## [Reading text]
I am unhappy about all of this, but I have empathy for my neighbors—personal friends will close restaurants and stores here in my community, other friends do not know what the future holds (one friend gave birth last month and wrote, joking, “I had a baby just as the world is ending!”)—and empathy is the chief tool we will use to build or re-build our communities. I am not the bullseye on any government entity’s target list, and I am grateful for that; further, the knowledge that I am not anyone’s target does not make me feel forgotten.
If anything, I have found that with more time on my hands than is usual, even in my life as a retired person, I have had difficulty with my ability to focus. I know that I am not unique in this. Rather than write for a job I have been asked to work on, there is all that social media I mentioned at top: one of the most useful yet annoying pieces of information that Instagram provides each user is one’s daily usage. I spend an average of an hour and ten minutes a day on Instagram. Twitter? More than that probably. Facebook? About the same.
And these are disorganized hours, too. Not an hour spent fighting racists on Twitter, and then an hour bragging about fighting racists on Twitter on Facebook, then an hour giving red-heart approvals to friends’ kitchen accomplishments on Instagram; all that would feel like WORK, after all. Minute by minute, my attention flits from one to the other, sometimes on the cell phone, and sometimes on the laptop. Whatever the opposite of a laser is, that is my unfocused brain in quarantine some days. And of course there are the depression naps each afternoon.
All of the above is likely my way of feeling emotionally like I possess a control that I can exert over a situation freighted with uncertainty: I am the one who chooses with Tweet to respond to, which square photo to “like,” which bit of news to lament. I can blame the president for my anger—and almost everything (no, everything) he does and says earns my anger to a degree that I could almost think he wants my anger specifically more than anyone else’s—but that is a cheap use of my emotions.
Thus, my empty hours can sometimes be spent in a fruitless search for something to earn the amount of anger that I probably already feel in response to the uncertainty that day after day of sameness somehow engenders. The anger is already there, because the fear of the future has been there longer. The fact is that the future has been unknowable for the entire time we have had a past, but it is in a crisis that most of us notice this.
For many, anger feels like action. Anger expressed is an action. Part of me, the part that laments my social media addiction, almost envies the ability to focus demonstrated by the angry among us. I do not know that they are more focused because I do not want to approach angry people, but a life in which the “Deep State” is to be blamed for one’s sleeplessness, or the cell phone tower is doing whatever it is that cell phone towers do besides convey signals, or the depression caused by trauma from continuous stress about financial worries can instead be blamed on a chip that a doctor implanted illegally, well, that life can appear to be filled with answers. Answers often represent relief of a sort, or a direction to head towards. Perhaps it is a coincidence, but those individuals who appear to have all the answers but none of the correct questions often appear the most angry.
I wouldn’t be. If I could blame the CIA for my insomnia—rather than my afternoon depression-naps—maybe I would sleep better at night!
The WordPress Daily Prompt for April 28 asks us to reflect on the word, “Focus.”

## [Task brief]
For each statement marked 1., 2. and 3., say yes or no according to the reflection on focus, and quote the exact words of that text that decide it.
1. The writer spends an average of an hour and ten minutes a day on Instagram.
2. The writer feels forgotten because no government entity is targeting them.
3. The writer regards blaming the president for their anger as a worthy use of emotion.
The listing that comes next is separate material, unrelated to the reflection on focus.

## [Records supplied]
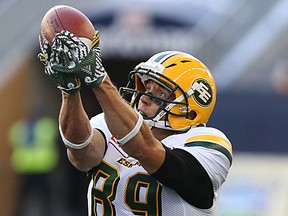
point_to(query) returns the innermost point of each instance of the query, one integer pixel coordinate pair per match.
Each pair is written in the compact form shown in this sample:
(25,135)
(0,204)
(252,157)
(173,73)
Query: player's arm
(122,120)
(76,129)
(85,147)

## [Answer section]
1. Yes: "I spend an average of an hour and ten minutes a day on Instagram."
2. No: "the knowledge that I am not anyone’s target does not make me feel forgotten."
3. No: "but that is a cheap use of my emotions."